Then please, explain to me, how on Earth can the current deadlock_timeout
can report the error? Sure, I can see the PG_TRY() ... PG_END_TRY() block in
lock.c but as far as I can see, nothing in the CheckDeadLock() -> DeadLockCheck()
-> DeadLockCheckRecurse() path diverts the code to return to a different
address from the signal handler, i.e. there is no elog(ERROR) or ereport(ERROR)
even in the DS_HARD_DEADLOCK case, so nothing calls siglongjmp(). So logically
the code shouldn't end up in the PG_CATCH() branch.

semop() will only get an errno = EINTR when returning from the signal handler
and would loop again. Then what makes it return beside being able to lock the
semaphore? The conditions in ProcSleep() that e.g. print the lock stats work somehow.
*-*-*
Short exercise A
Copy the PostgreSQL excerpt from "semop() will only" to "stats work somehow.", inclusive.
Short exercise B
In the PostgreSQL excerpt, what errno does semop() get when returning from the signal handler?
Short exercise C
Rewrite the paragraph of the PostgreSQL excerpt that begins "semop() will only get" as a short list.
Use only the PostgreSQL excerpt.

Given data
*-*-*
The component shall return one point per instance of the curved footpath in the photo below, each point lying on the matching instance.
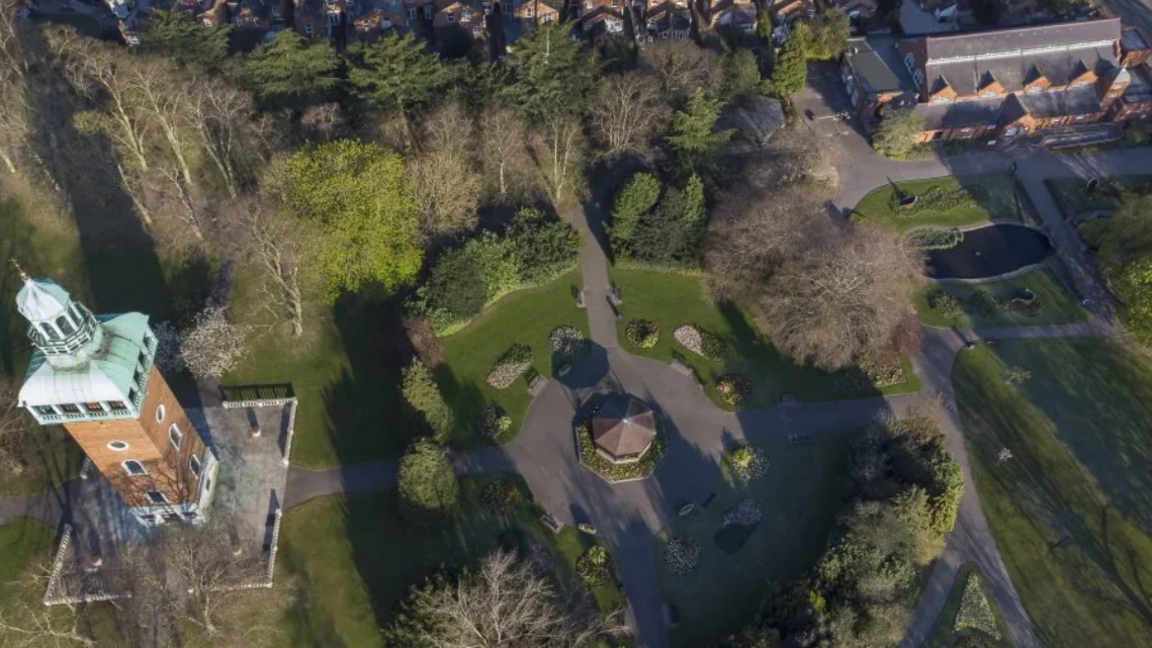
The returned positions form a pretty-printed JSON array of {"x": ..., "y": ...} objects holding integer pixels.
*-*-*
Correct output A
semop() will only get an errno = EINTR when returning from the signal handler
and would loop again. Then what makes it return beside being able to lock the
semaphore? The conditions in ProcSleep() that e.g. print the lock stats work somehow.

Correct output B
EINTR.

Correct output C
- semop() gets errno = EINTR only when returning from the signal handler, and then loops again.
- The writer asks what, besides being able to lock the semaphore, makes it return.
- The conditions in ProcSleep() that, for example, print the lock stats somehow work.